Locate each line in the entries below that contains the word "prompts" and copy those lines in full.

(Beginning of Records for processing)

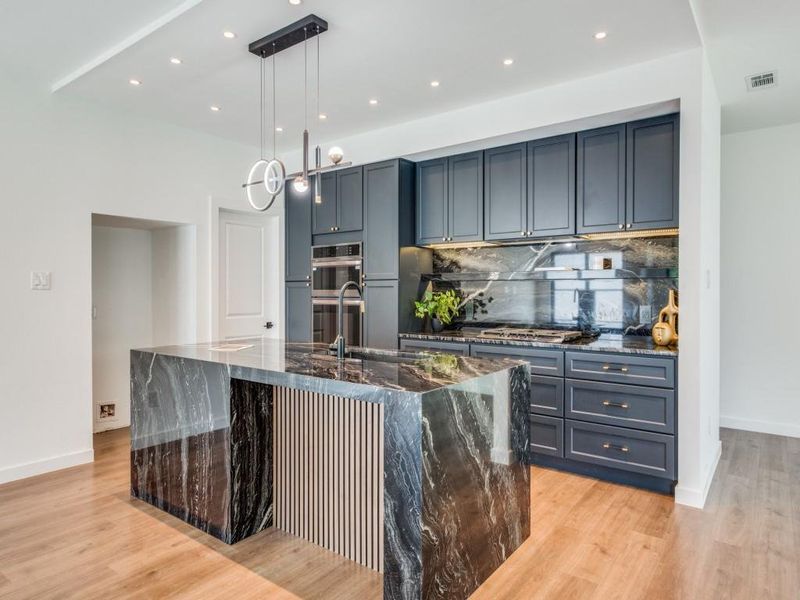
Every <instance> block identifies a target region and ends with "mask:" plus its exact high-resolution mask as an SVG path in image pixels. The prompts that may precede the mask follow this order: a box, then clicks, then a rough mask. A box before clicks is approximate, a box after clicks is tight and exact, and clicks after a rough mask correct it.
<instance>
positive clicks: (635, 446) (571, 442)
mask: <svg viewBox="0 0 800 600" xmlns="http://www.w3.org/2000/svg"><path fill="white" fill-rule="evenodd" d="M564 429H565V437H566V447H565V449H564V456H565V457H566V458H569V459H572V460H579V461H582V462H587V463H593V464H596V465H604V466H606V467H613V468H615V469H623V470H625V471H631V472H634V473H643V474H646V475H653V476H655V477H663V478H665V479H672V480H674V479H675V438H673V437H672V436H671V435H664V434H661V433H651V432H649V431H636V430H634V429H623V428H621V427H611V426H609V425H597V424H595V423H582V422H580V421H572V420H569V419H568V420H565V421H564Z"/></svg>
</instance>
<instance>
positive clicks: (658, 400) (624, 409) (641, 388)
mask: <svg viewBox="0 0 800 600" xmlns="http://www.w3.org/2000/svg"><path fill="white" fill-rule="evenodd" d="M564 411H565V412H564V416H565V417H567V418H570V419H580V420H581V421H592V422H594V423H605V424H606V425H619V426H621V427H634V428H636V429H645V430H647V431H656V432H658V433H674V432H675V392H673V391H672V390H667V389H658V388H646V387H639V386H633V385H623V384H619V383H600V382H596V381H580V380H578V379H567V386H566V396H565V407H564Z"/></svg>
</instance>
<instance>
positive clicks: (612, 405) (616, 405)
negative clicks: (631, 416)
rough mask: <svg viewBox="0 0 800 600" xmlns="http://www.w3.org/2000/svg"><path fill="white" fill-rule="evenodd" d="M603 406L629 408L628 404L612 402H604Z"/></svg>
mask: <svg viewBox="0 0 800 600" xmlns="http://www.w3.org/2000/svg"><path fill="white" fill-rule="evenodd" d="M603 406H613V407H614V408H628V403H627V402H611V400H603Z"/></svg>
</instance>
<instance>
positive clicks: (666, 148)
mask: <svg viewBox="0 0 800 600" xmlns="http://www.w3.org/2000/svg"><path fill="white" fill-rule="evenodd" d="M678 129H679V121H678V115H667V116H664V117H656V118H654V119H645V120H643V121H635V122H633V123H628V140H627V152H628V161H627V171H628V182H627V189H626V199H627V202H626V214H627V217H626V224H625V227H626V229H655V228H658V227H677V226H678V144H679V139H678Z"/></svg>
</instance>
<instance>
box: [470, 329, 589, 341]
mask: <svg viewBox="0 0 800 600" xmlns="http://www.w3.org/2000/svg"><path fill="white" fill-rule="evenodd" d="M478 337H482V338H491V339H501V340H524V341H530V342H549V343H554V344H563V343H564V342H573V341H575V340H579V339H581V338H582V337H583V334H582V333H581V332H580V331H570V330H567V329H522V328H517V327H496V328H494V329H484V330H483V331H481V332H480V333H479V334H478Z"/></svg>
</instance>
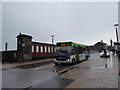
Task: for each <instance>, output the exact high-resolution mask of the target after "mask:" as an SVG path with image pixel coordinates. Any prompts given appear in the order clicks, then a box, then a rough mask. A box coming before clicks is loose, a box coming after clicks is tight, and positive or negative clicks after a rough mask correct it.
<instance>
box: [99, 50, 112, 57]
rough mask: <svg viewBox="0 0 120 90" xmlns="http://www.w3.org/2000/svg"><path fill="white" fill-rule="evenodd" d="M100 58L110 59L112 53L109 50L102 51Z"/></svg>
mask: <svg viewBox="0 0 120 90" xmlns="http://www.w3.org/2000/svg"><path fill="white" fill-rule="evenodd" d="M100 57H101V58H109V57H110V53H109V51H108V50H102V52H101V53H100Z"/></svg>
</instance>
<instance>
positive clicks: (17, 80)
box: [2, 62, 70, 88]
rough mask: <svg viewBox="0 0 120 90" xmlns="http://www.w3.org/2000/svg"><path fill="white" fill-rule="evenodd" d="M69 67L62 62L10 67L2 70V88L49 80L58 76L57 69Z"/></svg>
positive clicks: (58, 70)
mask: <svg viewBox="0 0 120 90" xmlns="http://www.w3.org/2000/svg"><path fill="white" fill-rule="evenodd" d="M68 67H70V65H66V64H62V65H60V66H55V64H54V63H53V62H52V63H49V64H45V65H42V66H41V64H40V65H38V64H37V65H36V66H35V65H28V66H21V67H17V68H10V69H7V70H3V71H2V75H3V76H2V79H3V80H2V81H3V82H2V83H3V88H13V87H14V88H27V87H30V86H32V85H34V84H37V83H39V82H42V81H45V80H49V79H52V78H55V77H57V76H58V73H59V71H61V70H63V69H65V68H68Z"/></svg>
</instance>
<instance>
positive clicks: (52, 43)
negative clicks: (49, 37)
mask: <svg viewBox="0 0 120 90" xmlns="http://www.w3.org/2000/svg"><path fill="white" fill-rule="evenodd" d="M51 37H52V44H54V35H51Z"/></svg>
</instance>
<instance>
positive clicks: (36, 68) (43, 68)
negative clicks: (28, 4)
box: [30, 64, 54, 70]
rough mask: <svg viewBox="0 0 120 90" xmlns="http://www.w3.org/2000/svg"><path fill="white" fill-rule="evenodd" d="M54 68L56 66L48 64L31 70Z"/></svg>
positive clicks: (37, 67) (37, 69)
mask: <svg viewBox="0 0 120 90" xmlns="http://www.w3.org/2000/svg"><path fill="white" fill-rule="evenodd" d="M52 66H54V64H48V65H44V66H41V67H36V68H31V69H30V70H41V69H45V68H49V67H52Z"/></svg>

(End of Records for processing)

▸ **Exercise response**
Every <instance> block identifies a target region and ends with "mask:" plus its exact high-resolution mask as an SVG path in image pixels. The prompts that may precede the mask follow this order: a box, then clicks, then a rough mask. A box before clicks is approximate, a box after clicks is tight and exact, and clicks after a rough mask correct it.
Task: for each <instance>, output the exact high-resolution mask of the target after "mask:" as an SVG path with image pixel coordinates. Any prompts given appear in the order clicks, then a box, then a rough mask. A box coming before clicks is loose, a box coming after clicks is tight, and positive or negative clicks after a rough mask correct it.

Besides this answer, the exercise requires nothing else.